Locate every line below that contains the word "green" and copy each one. Case counts.

(Contour labeling lines)
★ ★ ★ ★

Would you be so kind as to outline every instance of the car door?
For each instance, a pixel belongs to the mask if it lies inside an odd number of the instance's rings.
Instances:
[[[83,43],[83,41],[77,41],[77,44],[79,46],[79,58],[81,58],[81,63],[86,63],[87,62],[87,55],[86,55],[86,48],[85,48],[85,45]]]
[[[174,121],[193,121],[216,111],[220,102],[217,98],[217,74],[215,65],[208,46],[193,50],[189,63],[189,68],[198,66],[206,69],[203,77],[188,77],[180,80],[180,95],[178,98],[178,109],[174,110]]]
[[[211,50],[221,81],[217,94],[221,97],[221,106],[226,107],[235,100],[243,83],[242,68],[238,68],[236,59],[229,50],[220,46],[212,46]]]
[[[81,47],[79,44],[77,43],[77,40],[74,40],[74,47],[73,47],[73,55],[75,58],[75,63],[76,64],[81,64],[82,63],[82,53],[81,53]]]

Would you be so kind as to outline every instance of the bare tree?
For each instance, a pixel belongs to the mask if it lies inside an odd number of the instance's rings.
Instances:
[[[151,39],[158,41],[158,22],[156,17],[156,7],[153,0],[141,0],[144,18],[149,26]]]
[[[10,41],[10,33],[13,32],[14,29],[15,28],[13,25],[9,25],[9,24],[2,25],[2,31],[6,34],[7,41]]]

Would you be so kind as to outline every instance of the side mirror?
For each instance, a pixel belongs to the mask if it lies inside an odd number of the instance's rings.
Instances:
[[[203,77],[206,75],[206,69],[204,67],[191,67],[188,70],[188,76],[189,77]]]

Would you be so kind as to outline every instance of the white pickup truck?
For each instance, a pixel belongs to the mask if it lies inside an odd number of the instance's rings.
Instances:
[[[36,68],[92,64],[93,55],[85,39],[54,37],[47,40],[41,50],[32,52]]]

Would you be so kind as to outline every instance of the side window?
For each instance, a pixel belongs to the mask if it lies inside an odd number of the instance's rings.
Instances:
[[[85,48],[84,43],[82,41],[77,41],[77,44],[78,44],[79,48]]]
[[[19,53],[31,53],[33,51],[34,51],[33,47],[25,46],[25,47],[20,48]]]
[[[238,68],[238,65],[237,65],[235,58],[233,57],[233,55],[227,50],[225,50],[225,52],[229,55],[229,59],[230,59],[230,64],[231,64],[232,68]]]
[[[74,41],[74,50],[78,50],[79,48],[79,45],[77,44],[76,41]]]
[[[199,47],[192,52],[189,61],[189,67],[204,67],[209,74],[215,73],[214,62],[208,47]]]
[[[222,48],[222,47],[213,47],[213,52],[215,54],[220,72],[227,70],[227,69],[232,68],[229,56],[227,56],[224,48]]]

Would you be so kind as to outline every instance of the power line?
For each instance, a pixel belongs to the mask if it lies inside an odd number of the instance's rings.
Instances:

★ ★ ★ ★

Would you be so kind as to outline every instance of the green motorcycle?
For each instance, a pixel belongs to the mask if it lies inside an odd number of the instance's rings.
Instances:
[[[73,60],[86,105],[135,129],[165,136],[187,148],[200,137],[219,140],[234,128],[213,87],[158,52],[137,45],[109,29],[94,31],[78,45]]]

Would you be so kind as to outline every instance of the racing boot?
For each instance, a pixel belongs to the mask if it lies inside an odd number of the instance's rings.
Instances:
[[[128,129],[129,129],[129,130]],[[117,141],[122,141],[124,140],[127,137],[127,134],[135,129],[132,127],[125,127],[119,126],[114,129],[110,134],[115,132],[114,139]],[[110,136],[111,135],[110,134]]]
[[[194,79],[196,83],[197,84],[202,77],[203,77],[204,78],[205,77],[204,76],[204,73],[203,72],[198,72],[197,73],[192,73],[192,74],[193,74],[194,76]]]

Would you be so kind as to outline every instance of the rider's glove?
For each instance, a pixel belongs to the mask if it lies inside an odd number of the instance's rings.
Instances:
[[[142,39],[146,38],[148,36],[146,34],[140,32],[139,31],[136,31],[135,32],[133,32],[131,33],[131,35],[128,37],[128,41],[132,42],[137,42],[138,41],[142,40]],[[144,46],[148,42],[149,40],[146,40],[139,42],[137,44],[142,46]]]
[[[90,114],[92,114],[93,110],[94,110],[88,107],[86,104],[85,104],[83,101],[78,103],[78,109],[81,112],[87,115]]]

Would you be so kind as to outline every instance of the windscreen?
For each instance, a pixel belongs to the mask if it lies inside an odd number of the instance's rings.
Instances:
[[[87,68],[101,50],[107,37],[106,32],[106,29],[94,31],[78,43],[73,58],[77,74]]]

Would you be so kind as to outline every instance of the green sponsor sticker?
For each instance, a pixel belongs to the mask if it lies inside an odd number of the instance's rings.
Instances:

★ ★ ★ ★

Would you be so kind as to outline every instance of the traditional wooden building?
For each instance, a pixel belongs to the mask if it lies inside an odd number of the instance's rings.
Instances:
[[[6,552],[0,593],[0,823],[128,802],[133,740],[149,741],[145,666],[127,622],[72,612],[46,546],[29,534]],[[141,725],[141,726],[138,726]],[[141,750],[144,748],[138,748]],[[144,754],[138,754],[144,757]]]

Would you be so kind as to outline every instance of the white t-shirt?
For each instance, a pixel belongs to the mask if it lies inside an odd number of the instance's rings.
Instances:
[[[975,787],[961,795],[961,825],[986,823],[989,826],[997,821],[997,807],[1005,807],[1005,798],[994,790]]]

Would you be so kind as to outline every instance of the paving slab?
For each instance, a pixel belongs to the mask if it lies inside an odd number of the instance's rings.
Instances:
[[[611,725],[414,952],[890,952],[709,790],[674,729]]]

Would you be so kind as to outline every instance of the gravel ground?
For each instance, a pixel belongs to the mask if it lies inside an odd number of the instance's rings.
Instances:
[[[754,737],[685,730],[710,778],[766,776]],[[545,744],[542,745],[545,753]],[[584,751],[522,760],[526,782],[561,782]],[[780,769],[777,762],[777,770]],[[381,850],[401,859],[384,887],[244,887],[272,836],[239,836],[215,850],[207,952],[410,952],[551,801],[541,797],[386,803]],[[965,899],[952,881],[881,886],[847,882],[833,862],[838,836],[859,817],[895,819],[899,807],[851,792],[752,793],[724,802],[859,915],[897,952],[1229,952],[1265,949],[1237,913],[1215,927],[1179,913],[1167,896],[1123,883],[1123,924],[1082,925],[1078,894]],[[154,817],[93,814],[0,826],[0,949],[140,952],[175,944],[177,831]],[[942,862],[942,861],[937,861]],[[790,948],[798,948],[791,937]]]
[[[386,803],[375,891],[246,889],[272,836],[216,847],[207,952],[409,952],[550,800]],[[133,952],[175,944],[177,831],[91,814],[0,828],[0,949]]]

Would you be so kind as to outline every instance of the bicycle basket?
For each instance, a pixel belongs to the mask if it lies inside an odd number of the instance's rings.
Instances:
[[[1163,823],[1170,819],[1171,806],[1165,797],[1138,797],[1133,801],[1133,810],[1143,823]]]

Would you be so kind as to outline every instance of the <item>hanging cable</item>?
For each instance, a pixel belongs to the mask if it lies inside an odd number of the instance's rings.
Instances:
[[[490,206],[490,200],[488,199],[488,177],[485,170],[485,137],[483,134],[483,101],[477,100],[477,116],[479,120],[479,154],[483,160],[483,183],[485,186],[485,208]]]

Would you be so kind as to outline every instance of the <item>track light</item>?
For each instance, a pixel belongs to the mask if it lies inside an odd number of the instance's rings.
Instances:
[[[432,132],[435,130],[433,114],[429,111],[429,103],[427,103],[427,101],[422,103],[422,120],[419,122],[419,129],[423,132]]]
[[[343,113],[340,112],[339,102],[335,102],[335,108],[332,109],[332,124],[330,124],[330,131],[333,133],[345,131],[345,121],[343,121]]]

★ ★ ★ ★

• _OUTPUT OF THE TASK_
Would you be so kind as to outline every instance of the green motorcycle?
Would you be so kind as to outline every instance of the green sponsor sticker?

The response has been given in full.